I have plenty of topics to pull from, and can make myself write something. That is not what brings me joy. For me, the joy of writing is to be inspired, and the words just flow through the fingers, to the keyboard, and appear on the screen to share.
God didn’t prompt me to challenge myself. This is something I chose to do.
I can see God still blessed it. He is good like that. Some of the Blogs were inspired by Him, and some of them I just wrote. I don’t know if you can tell the difference, but I can. Maybe it’s not so much the finished product, but the feeling I had while typing.
We will see what happens in the next two days. I have learned a lot this month from the challenge, but I’m thinking I would rather wait to be inspired.
I wrote a Blog lastnight thinking I would publish it this morning. It was everything I wanted to say at the moment. When I pulled it up today, I thought it needed some help.
Sometimes I make life more difficult than it should be.
I love being in a New Year. I look at it as 365 new opportunities. Every new day, brings new possibilities. To stretch myself, I want to write a Blog a day. Now, a lot of writers do this in January, so it’s no big deal. When you write what’s on your heart, you must believe God is going to put something there to write about each day. This morning, He gave me three!
I had the one from yesterday poised to be published, and He put two more on my heart as I was driving to Radiation. Getting ready and out the door early every morning has turned into a very sweet time for me. I almost changed my appointment time for tomorrow, so I wouldn’t be so rushed, but I didn’t want to miss out. God is using that time for His Glory.

Record excerpts:
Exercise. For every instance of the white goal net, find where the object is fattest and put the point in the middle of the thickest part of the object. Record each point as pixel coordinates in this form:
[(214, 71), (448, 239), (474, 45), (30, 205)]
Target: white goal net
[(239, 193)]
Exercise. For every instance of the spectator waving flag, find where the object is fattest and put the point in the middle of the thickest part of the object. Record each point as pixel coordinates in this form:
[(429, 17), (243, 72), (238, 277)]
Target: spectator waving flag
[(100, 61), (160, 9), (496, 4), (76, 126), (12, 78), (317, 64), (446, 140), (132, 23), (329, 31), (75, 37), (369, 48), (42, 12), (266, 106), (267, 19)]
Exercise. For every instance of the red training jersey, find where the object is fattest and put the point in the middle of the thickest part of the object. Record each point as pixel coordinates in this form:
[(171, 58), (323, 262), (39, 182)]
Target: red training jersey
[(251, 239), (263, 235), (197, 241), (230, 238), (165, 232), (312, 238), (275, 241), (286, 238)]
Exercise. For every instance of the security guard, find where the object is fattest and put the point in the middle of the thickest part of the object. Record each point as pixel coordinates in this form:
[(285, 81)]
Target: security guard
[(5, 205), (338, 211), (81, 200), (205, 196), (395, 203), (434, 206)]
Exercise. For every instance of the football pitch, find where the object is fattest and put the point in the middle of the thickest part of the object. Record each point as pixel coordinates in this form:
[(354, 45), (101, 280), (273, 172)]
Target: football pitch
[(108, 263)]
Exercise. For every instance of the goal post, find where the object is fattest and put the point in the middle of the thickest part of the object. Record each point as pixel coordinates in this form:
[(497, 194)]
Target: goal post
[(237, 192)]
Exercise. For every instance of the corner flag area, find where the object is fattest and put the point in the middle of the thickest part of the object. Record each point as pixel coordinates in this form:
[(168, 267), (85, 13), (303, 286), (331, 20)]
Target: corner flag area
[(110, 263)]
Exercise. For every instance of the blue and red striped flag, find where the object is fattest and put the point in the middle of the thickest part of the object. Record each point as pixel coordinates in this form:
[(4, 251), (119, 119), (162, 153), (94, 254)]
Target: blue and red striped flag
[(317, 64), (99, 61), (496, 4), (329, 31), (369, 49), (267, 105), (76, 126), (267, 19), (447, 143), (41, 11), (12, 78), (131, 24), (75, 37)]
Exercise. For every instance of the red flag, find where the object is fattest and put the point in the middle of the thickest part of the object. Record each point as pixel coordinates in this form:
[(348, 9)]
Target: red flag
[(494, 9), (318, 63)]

...

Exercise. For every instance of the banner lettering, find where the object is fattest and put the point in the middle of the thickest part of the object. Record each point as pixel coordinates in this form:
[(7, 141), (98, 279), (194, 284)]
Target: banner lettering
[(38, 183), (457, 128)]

Exercise description:
Carry on the blog post about writing a Blog a day, starting right after its last sentence.

The answer:
When I was going through Chemo, it was rough being a writer. A friend asked me the other day if I wrote much during that phase. No…I did not. My mind was full of things to write, but I couldn’t get them to a page. That darling Chemo brain was a challenge for sure, but I am grateful that has passed. Now, if I can just let these Blogs flow, and stay out of the way.
Just like the Blog I wrote lastnight. I felt an urge to post it, but I have never posted two Blogs in one day. You’ve heard the expression, “Use it or lose it?” That is what happens.
If I don’t use it as soon as God puts it on my heart, I will mess with it until it loses all validity. This is my year to Speak Your Heart. I will trust God to fill it, and let it flow.
I am sitting firmly in my sweet spot. It’s mornings like this I used to look out my window and gaze at Stork as I write. My new house doesn’t have a pond, so there is no Stork.
I miss Stork, but I love our new home.
Sometimes we have to pull away from what we once loved to love again even more. Letting go of one home to move into another was bittersweet, but the rewards have been endless. Everyday I notice little things that this house has that I’ve always wanted. Just little things that are there waiting for me to use. I wanted to hang my two flower baskets up on the porch, but only saw one hanger. Looking more closely, there was a second hook already in place, patiently waiting.
My daughter and I are going to have a busy weekend! Preparing the email to send her father, letting him know his time with her will be different days, used to stress me out. I’m looking at it today as doing the next right thing. Making him aware of a change in schedule is a courtesy. Just because I couldn’t love him as a wife, doesn’t mean he’s not a good father.
Walking away from a 25 year marriage was the hardest decision I ever had to make. In a few weeks, it will have been two years since the U haul went from one home to the next. The hardest decisions are always the best.
That was the last hard decision I had to make. There have been important decisions everyday, but nothing quite so life altering. People and situations simply flow in and out of my life. Everything happens for a reason, for the greater good and God’s glory. Allow what you wish to keep.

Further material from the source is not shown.